• [EXERCISE TASK]:
Reproduce the records below, starting at the beginning and ending at the line containing "171 220 187 292", with every bounding box coordinate offset by 15.

Bounding box annotation entries:
▬▬▬▬▬▬

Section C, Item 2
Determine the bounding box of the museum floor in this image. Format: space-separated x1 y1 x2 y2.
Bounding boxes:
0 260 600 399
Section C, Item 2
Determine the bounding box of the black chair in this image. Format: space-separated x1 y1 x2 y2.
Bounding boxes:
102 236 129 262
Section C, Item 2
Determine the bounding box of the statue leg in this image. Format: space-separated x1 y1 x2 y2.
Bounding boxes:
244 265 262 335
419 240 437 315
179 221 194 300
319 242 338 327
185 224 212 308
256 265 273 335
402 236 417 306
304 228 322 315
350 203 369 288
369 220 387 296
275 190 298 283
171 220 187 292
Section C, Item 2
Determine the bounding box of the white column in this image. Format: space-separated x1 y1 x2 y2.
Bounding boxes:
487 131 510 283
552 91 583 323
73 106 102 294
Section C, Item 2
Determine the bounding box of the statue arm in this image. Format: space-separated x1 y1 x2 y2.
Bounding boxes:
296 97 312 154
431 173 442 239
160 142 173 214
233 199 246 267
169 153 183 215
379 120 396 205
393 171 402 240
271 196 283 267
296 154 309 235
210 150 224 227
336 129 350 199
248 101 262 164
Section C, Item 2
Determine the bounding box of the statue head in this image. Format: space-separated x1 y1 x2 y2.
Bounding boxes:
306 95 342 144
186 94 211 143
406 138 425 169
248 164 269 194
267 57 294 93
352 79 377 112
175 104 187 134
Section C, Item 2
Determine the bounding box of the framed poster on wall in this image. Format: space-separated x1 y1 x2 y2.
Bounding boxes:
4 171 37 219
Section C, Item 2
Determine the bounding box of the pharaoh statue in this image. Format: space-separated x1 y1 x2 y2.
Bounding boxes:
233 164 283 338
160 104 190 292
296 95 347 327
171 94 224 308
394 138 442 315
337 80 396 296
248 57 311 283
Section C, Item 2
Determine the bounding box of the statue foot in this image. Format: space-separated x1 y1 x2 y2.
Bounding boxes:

▬▬▬▬▬▬

• [EXERCISE RESULT]:
Section C, Item 2
Determine the bounding box of the museum floor in this image. Format: space-separated x1 y1 x2 y2.
Bounding boxes:
15 275 615 414
Section C, Item 2
Determine the bounding box of the black chair in this image. Format: space-separated x1 y1 x2 y2.
Bounding boxes:
117 251 144 277
Section C, Item 2
Determine the bounding box of the statue leg in this image. Format: space-separated x1 y1 x2 y2.
Bounding boxes:
259 280 277 350
434 255 452 330
194 236 209 315
334 257 353 342
200 239 227 323
271 280 288 350
417 251 432 321
319 243 337 330
365 218 384 303
384 235 402 311
290 205 313 298
186 235 202 307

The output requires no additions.